-- What the exercise asks --
Determine the number of lines in the data below that contain the string "stone", and respond with that number alone.

== == ==

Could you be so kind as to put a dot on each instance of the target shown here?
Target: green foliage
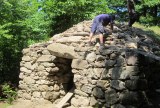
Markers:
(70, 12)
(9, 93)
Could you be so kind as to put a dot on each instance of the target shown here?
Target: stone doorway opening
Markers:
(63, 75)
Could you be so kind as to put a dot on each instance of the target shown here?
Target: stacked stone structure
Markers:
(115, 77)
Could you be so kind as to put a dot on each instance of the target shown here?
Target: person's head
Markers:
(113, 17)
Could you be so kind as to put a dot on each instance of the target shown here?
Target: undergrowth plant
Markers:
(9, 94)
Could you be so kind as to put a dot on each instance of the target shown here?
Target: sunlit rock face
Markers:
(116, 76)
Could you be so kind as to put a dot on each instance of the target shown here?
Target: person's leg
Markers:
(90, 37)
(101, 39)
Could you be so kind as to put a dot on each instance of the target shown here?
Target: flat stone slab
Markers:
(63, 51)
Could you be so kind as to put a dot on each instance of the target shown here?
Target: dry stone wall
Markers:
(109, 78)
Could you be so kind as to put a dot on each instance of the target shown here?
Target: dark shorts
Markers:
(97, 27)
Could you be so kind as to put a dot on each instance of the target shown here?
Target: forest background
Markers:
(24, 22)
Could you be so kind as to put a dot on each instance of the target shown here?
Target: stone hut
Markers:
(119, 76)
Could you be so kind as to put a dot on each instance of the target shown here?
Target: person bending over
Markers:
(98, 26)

== == ==

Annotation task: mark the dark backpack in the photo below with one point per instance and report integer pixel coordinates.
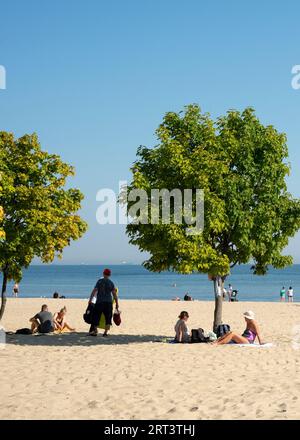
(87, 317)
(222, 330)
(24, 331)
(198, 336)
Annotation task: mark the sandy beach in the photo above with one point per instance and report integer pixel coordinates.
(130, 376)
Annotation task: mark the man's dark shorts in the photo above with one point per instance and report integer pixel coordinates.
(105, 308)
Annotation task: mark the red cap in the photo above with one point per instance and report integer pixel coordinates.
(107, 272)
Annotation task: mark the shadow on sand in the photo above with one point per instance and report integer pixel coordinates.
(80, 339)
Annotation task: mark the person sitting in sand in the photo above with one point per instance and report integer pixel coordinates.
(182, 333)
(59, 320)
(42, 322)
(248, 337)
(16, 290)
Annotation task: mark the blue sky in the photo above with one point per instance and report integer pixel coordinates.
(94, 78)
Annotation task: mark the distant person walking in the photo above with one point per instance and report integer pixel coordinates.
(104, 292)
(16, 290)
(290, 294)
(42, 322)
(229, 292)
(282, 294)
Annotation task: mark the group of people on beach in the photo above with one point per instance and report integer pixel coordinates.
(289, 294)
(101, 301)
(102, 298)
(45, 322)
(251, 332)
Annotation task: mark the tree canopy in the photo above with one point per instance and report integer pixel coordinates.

== == ==

-- Exercise output --
5